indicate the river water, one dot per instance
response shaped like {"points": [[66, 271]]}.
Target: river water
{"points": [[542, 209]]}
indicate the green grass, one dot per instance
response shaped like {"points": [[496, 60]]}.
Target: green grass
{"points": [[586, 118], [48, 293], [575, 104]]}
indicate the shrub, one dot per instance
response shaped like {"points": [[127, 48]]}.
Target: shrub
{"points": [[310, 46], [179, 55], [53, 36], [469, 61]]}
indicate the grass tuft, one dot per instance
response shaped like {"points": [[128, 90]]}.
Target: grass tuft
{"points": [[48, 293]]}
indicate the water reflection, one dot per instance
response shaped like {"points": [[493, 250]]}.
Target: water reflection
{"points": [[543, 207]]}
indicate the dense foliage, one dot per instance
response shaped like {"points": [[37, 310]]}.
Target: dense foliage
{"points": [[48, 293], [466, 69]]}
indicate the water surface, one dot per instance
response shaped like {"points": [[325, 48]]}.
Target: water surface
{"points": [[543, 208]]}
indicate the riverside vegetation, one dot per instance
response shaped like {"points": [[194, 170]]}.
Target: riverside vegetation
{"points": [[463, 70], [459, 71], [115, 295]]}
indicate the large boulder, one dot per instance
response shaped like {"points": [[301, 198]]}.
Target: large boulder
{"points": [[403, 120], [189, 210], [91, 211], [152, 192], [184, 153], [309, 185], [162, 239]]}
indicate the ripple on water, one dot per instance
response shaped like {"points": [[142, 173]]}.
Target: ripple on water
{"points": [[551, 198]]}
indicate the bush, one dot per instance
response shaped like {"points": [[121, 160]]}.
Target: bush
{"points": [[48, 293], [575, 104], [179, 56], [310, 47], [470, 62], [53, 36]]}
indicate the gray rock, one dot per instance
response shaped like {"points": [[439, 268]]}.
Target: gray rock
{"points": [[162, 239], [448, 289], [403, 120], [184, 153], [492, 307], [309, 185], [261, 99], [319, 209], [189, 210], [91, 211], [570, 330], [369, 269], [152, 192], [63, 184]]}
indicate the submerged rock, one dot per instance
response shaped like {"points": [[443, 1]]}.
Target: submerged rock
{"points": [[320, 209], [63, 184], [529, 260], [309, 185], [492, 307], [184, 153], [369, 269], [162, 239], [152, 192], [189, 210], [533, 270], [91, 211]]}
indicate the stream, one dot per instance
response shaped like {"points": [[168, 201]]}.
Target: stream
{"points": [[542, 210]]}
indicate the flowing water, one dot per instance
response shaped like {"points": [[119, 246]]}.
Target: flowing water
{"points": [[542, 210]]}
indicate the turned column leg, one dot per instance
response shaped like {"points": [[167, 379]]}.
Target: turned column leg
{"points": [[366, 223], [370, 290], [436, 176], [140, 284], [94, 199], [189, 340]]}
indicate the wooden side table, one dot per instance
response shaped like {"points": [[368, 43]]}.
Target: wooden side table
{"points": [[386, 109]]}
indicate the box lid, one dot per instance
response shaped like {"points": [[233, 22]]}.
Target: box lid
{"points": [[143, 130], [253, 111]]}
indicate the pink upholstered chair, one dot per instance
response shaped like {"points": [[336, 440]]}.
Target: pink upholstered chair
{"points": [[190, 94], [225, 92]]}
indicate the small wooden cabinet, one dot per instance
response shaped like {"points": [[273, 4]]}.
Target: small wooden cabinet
---
▶ _EXERCISE_
Only lines with the string "cabinet" belong in the answer; copy each of them from the listing.

▶ _RESULT OF THE TASK_
indicate the small wooden cabinet, one dot per instance
Target: small wooden cabinet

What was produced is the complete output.